Extract to read ▸
Carbon Footprint Guidance

How should the carbon footprint of PGMs be calculated?

To provide stakeholders involved in the PGM value chain with background information and technical guidance on what the industry perceives as best practice approach regarding the measurement of GHG emissions, the IPA has published a guidance document for the calculation of the carbon footprint of primary produced PGMs, now available in an updated Edition 2 (March 2026).

"The Carbon Footprint of Platinum Group Metals" complements the LCA publications that are made available on the website, and the industry-average life cycle asssessment data that LCA practitioners can source from the IPA or through the LCA for Experts database.
The methodology explained in the document has been applied throughout three industry wide IPA studies.

The second edition enhances transparency, improves partial alignment with evolving PCF frameworks, and integrates stakeholder feedback - while deliberately avoiding prescriptive alignment where cost implications, technical feasibility, or methodological consensus remain unresolved.

Data lines ▸
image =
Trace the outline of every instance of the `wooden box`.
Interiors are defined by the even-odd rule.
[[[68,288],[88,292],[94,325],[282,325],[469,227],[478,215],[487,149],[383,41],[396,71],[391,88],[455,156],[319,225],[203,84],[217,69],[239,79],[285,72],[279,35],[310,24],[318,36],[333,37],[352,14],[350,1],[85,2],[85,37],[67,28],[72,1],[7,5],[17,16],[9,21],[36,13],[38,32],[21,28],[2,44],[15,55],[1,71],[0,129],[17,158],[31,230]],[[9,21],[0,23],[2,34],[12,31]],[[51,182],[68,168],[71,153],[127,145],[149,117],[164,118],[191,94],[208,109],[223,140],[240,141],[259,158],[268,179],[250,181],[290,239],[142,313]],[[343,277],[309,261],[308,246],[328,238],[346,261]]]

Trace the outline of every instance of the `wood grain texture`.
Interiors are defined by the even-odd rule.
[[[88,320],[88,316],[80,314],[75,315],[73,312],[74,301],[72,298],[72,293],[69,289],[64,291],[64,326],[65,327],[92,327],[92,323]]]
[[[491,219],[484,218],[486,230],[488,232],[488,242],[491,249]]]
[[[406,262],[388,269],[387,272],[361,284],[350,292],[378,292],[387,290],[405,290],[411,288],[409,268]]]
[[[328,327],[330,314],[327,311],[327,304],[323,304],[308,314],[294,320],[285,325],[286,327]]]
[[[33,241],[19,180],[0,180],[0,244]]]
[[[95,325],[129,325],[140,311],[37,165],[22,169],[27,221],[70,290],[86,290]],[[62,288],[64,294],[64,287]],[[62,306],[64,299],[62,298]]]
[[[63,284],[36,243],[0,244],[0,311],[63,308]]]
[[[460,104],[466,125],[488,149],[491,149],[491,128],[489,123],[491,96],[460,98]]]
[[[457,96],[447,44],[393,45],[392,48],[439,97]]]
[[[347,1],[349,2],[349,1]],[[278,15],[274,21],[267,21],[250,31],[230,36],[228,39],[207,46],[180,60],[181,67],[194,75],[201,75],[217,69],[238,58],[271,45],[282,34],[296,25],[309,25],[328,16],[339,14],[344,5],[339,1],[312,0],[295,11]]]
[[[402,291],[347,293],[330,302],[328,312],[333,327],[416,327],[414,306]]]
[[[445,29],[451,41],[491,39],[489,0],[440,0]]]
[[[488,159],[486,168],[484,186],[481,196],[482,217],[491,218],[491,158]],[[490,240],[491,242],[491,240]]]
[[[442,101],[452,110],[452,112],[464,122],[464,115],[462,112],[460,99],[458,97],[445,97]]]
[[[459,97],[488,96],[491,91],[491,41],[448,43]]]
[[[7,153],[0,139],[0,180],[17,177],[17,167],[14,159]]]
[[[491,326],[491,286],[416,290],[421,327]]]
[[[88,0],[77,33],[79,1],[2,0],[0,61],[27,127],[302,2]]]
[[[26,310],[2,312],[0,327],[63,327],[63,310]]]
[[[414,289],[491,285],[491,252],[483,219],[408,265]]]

Directions for this task ▸ According to the carbon footprint guidance text, how many industry-wide IPA studies have applied the methodology explained in the document? The records were drawn from a different source than the text.

Exercise output ▸ Three.